* [EXCERPT]
● ● ● ● ●
The east Europeans, however, are heading to Moscow in anxiety and even antipathy. After all, Stalin's "liberation" of the space between Russia and Germany was a conquest that brutalised as well, entrenching the 45-year cold war division of Europe.
Poland, which was invaded and partitioned by both the Third Reich and the Russian army, and which saw its military and intellectual elite murdered by Stalin's henchmen, is deeply ambivalent about taking part in the Red Square parades. The Baltic republics, invaded first by Stalin, then by Hitler, and annexed by the Soviet Union at the war's end, are also divided, with two of the three presidents boycotting the ceremonies.
President Viktor Yushchenko of Ukraine is in two minds about going to Moscow.
The Kremlin, seizing on the events of 60 years ago as the brightest spot in Russia's dark 20th century, is unapologetic about the ravages its imperial rule inflicted on central Europe for two generations.
"There is Russia with its pride and its sense of history and then there is central Europe which is being more or less isolated, left alone with a very different history," said Janusz Reiter, a former Polish ambassador to Germany and director of Warsaw's Centre for International relations. "The problem is that this history is not only selective, it eliminates the most sensitive parts of Russian history."
Lithuania, according to the country's former president, Vytautis Landsbergis, is being asked to go to Moscow to "celebrate its own captivity".
"Unlike Germany, Russia has never recognised its responsibility for the war and the mass graves of the innocent," he wrote last month.
Such remarks are viewed as outrages in Moscow, given the 27 million dead the Soviet Union suffered in defeating Hitler.
The Baltic countries were trying to equate Stalin's Soviet Union with Hitler's Germany, a Putin aide told Russian television. "Of course, we cannot accept these blasphemous attempts to rewrite history," said Sergei Yastrzhembsky.
The mood of bitter recrimination has worsened in recent weeks with a string of pronouncements from Moscow that Mr Reiter characterises as calculated provocations.
Mr Putin directly attacked Poland's President Alexander Kwasniewski by name. The Russian foreign ministry issued a statement on the allies' Yalta conference of February 1945, declaring that Poland should be "grateful" for the pact which divided Europe and erected the iron curtain.
Yalta is broadly seen in Poland as the burial site of postwar Polish sovereignty and independence. For the Poles "to complain about Yalta is a sin _ unconscionable", the Russian government stated.
● ● ● ● ●
* [DATA ROWS]
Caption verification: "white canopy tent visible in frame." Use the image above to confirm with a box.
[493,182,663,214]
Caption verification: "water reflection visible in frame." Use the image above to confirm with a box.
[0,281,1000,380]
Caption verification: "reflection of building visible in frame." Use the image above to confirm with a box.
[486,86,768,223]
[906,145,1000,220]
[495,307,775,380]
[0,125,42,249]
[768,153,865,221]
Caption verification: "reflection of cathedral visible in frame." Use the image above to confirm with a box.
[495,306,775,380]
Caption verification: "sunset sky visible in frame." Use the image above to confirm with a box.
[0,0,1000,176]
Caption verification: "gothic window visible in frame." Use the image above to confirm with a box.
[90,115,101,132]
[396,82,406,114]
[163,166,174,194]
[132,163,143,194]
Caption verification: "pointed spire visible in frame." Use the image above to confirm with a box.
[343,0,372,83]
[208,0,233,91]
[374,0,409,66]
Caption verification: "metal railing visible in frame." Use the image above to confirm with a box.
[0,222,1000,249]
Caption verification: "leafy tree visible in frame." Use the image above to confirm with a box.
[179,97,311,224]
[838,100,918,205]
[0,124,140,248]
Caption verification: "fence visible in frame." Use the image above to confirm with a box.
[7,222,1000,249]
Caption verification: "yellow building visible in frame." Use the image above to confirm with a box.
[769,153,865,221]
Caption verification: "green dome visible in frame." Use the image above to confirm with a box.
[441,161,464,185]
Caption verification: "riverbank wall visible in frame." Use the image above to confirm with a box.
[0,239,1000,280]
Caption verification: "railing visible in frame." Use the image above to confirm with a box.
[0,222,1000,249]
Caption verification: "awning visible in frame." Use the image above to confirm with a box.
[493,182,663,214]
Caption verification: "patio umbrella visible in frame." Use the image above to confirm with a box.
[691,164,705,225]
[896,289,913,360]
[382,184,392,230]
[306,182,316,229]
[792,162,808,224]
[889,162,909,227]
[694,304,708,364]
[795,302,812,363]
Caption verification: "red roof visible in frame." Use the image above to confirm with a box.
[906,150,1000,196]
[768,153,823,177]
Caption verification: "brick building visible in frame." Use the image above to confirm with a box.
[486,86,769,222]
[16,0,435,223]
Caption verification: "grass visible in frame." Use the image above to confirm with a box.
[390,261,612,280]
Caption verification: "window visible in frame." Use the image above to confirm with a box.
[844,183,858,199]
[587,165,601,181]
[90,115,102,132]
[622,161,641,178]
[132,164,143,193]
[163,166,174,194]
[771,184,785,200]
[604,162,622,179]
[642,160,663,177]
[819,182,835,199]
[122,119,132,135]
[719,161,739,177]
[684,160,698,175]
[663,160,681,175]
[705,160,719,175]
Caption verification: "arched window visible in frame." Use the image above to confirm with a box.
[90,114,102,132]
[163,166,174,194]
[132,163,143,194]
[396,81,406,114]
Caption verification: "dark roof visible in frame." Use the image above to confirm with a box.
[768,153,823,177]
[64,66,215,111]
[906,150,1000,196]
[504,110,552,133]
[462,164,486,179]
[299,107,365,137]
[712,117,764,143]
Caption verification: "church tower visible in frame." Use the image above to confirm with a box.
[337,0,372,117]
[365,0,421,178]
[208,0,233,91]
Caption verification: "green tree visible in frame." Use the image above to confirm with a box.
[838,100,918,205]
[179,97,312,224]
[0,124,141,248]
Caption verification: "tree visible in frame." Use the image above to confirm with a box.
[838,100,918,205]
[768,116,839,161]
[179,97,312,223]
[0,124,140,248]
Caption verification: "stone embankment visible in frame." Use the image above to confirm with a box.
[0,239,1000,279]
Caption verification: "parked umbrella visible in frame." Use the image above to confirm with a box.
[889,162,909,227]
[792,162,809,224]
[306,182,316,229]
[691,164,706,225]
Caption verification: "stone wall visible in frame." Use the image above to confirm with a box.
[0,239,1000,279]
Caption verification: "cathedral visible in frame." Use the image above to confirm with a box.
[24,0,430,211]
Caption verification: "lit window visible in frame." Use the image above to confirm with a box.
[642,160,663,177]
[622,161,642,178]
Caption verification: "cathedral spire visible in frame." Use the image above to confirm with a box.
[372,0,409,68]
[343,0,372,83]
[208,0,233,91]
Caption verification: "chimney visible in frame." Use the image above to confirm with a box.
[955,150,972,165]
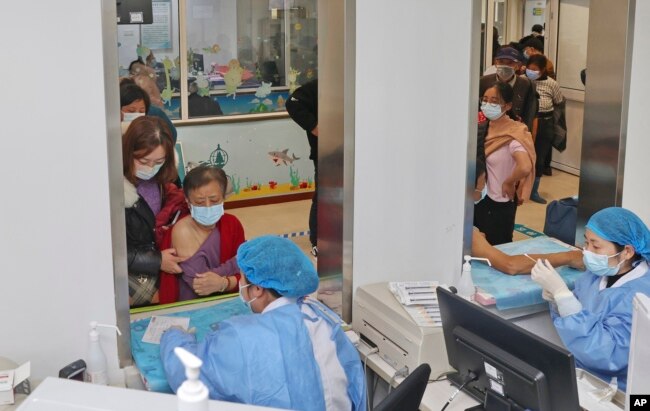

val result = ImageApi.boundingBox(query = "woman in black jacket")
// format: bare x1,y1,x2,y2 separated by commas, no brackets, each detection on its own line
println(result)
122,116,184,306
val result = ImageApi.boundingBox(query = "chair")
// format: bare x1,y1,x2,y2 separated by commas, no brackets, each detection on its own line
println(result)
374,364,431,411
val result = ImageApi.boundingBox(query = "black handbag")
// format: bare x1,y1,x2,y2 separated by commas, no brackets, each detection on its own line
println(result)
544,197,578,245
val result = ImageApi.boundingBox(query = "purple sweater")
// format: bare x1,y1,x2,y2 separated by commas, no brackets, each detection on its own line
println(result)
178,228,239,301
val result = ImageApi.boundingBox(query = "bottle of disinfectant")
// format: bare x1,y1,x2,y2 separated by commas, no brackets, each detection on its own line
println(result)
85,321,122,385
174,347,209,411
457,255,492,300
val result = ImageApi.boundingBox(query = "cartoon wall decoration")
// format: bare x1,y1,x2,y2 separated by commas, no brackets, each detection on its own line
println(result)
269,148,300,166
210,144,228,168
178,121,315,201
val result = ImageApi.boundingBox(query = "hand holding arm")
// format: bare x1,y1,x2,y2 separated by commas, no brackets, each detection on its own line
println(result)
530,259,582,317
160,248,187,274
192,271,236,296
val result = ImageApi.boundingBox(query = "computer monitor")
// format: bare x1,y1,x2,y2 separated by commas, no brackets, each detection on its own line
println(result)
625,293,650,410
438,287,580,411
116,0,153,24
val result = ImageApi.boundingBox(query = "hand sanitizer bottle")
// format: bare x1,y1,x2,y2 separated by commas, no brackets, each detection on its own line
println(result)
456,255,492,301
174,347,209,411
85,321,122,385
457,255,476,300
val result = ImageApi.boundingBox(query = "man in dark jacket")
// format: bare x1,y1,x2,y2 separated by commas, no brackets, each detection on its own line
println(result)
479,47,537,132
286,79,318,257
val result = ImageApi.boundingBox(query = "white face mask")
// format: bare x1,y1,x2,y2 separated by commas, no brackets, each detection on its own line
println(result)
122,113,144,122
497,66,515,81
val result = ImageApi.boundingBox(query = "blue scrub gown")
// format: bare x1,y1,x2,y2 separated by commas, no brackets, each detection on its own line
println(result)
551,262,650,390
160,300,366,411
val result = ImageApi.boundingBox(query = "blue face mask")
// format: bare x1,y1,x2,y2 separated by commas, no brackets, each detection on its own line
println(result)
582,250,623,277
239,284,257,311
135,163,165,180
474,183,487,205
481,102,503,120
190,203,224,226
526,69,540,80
● ● ● ● ●
* [PROBLEM DESCRIPTION] Continue the article on Moscow's victory ceremonies and central Europe's unease, beginning right after its last sentence.

* [EXERCISE OUTPUT]
More grievously, the Russian authorities have closed down a 14-year investi gation into the Katyn massacre of 1940, when Stalin's secret police murdered 21,768 Polish military officers, intellectual leaders and clergy.
Throughout the cold war, the Kremlin had blamed the massacre on the Nazis.
The Poles have launched their own investigation into what they term a war crime and an act of genocide. They demand that Russia hand over the historical dossier. The Russians refuse, saying that most of the papers are classified. Katyn, they add, cannot be classified as a war crime, since the Soviet Union was not at war with Poland.
The Polish parliament said last month: "Only the disclosure of the whole truth about the crime and the condemnation of the perpetrators can heal the wounds and lead to good relations between Poland and the Russian Federation."
The Katyn murders occurred in the wake of the non-aggression pact between Hitler and Stalin, reached in August 1939, a month before the Nazis began the war by invading Poland. The secret appendixes to the pact carved up central Europe between Berlin and Moscow. When Hitler invaded, Stalin seized eastern Poland and nine months later took the Baltic republics.
The Kremlin has never abrogated or denounced what is known as the Molotov-Ribbentrop pact, named after the Soviet and Nazi foreign ministers. In the run-up to the Moscow parades on May 9, the Russians continue to insist that they were not at war with Poland, nor did they invade or occupy the Baltic countries, but "liberated" them.
Amid such entrenched differences over the past, the presidents of Lithuania and Estonia are refusing to travel to Moscow.
Mr Landsbergis warned that the world leaders in Moscow next month could end up "validating Soviet war crimes".